Start of Data for this exercise
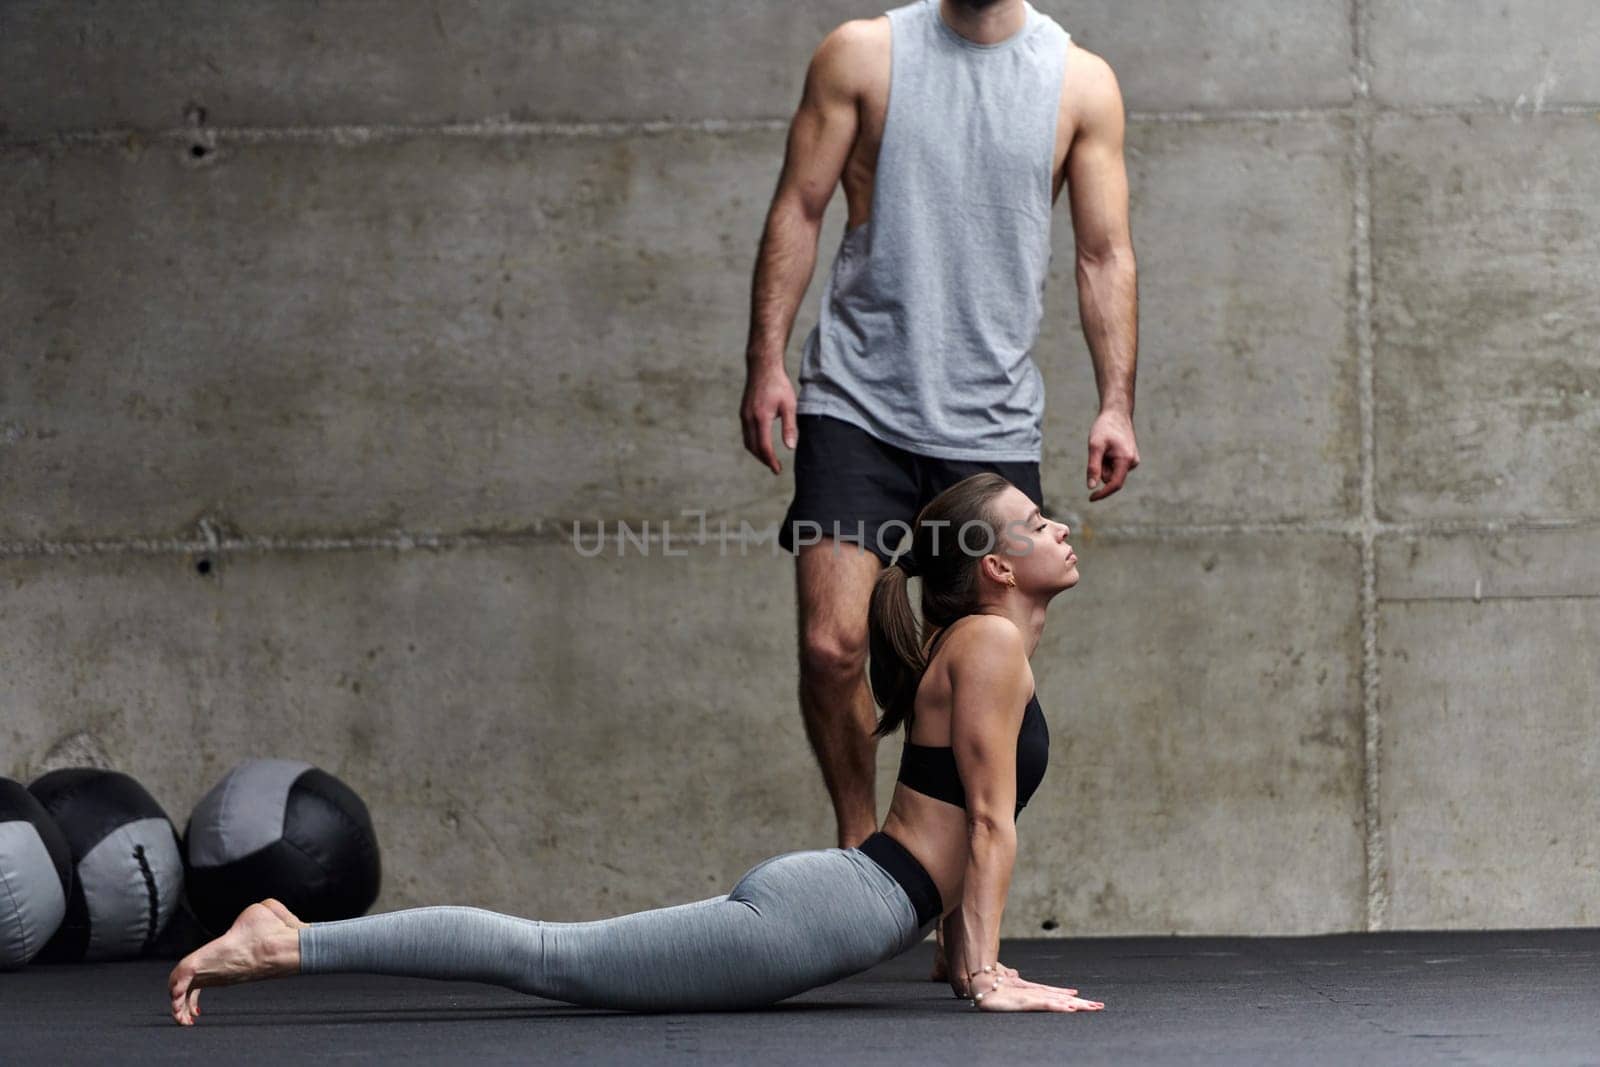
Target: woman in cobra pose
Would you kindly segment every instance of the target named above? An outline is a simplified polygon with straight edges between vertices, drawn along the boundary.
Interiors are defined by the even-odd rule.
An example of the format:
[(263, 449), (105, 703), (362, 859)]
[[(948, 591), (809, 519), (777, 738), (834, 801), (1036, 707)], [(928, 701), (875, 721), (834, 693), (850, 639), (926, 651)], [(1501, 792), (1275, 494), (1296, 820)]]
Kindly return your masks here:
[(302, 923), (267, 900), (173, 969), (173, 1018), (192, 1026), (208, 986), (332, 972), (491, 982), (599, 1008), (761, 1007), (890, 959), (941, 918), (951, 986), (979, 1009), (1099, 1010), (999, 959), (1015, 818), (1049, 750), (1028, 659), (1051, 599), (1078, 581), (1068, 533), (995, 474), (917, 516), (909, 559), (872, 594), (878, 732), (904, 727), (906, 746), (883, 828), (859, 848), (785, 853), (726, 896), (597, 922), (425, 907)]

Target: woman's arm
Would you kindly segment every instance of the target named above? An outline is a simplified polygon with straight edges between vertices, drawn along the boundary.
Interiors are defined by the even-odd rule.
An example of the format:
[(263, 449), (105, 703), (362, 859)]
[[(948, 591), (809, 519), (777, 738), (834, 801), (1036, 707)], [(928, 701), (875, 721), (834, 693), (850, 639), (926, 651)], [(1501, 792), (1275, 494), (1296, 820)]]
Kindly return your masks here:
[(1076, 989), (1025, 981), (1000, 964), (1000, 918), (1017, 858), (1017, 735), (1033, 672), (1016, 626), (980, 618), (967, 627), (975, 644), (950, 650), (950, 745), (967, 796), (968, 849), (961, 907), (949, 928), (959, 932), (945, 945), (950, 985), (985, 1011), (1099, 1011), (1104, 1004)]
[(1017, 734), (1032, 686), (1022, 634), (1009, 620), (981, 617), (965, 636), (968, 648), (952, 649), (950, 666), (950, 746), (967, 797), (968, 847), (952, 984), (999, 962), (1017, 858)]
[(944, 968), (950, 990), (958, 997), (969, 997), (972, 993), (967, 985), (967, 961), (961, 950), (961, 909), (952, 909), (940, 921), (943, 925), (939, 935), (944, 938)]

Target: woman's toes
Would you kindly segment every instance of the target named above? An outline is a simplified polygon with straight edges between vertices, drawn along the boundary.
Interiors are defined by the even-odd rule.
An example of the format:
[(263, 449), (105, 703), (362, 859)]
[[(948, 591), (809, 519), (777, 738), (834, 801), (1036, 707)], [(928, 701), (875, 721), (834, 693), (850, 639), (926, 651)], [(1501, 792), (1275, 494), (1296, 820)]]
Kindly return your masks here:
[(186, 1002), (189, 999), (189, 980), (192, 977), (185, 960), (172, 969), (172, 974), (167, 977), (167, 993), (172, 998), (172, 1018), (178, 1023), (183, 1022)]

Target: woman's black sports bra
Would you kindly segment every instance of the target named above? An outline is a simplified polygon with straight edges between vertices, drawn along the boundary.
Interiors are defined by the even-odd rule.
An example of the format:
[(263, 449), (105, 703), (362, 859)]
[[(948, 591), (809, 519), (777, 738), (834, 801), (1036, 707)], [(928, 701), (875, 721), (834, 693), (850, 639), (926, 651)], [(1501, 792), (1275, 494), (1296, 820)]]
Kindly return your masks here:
End of Data for this exercise
- Directions
Everything in the data must be printed verbatim except the pictures.

- Answer for the task
Target: woman in cobra pose
Would you kindly segment every instance of the target named above? An outline is a simplified polygon with straight edges between vertices, drawn along the boundary.
Interiors are defined by the even-odd rule.
An example of the format:
[(263, 449), (105, 703), (362, 859)]
[[(948, 591), (809, 519), (777, 738), (834, 801), (1036, 707)], [(928, 701), (875, 721), (834, 693), (850, 639), (926, 651)], [(1501, 792), (1275, 494), (1296, 820)]]
Kindly return your masks here:
[(302, 923), (267, 900), (173, 969), (173, 1018), (192, 1026), (208, 986), (332, 972), (491, 982), (599, 1008), (761, 1007), (890, 959), (941, 918), (951, 986), (979, 1009), (1099, 1010), (999, 959), (1015, 818), (1049, 750), (1028, 659), (1051, 599), (1078, 581), (1068, 533), (995, 474), (917, 516), (909, 559), (872, 594), (878, 732), (904, 727), (906, 746), (883, 828), (859, 848), (785, 853), (726, 896), (597, 922), (425, 907)]

Target: woman's arm
Would you kindly segment every instance of the target named above? An outline is a simplified polygon with straight edges between vertices, drawn along the boundary.
Interiors are defined by the even-odd rule.
An example of the format:
[(263, 449), (105, 703), (362, 859)]
[[(948, 591), (809, 519), (777, 738), (834, 801), (1036, 707)], [(928, 701), (875, 721), (834, 693), (850, 639), (926, 651)], [(1501, 792), (1275, 494), (1296, 820)]]
Kindly return your masks here:
[(1076, 989), (1025, 981), (1000, 964), (1000, 918), (1017, 858), (1017, 735), (1033, 672), (1016, 626), (980, 618), (967, 627), (975, 644), (950, 650), (950, 745), (967, 796), (968, 849), (961, 907), (949, 928), (959, 932), (945, 945), (950, 985), (985, 1011), (1099, 1011), (1104, 1004)]
[(1017, 734), (1032, 686), (1022, 634), (1009, 620), (981, 617), (965, 636), (968, 648), (952, 649), (950, 666), (950, 746), (967, 797), (968, 847), (952, 984), (999, 962), (1017, 858)]
[(944, 968), (950, 990), (958, 997), (969, 997), (972, 993), (967, 985), (967, 961), (961, 950), (961, 909), (952, 909), (940, 921), (943, 925), (939, 935), (944, 938)]

Target: woman's toes
Would you kindly segment every instance of the target named above? An outline is a simplified polygon with straight edges between vertices, drawn along the boundary.
Interiors are defined by the even-odd rule.
An example of the format:
[(263, 449), (105, 703), (362, 859)]
[[(948, 591), (809, 519), (777, 738), (834, 801), (1036, 707)], [(928, 701), (875, 721), (834, 693), (850, 639), (926, 651)], [(1501, 792), (1275, 494), (1296, 820)]]
Kindly return your masks here:
[(186, 1002), (189, 999), (189, 980), (192, 977), (185, 960), (172, 969), (172, 974), (167, 977), (167, 993), (172, 998), (172, 1018), (178, 1023), (183, 1022)]

Target: woman's black sports bra
Would you kindly segment every instance of the target named above? An outline is a simplified polygon with straight edges between vertices, drawn along the boundary.
Interiors are defined by the even-odd rule.
An example of the format:
[(263, 449), (105, 703), (362, 859)]
[[(948, 591), (809, 519), (777, 738), (834, 801), (1036, 707)], [(928, 701), (875, 721), (834, 693), (850, 639), (926, 651)], [(1501, 792), (1275, 494), (1296, 820)]]
Kindly return your masks here:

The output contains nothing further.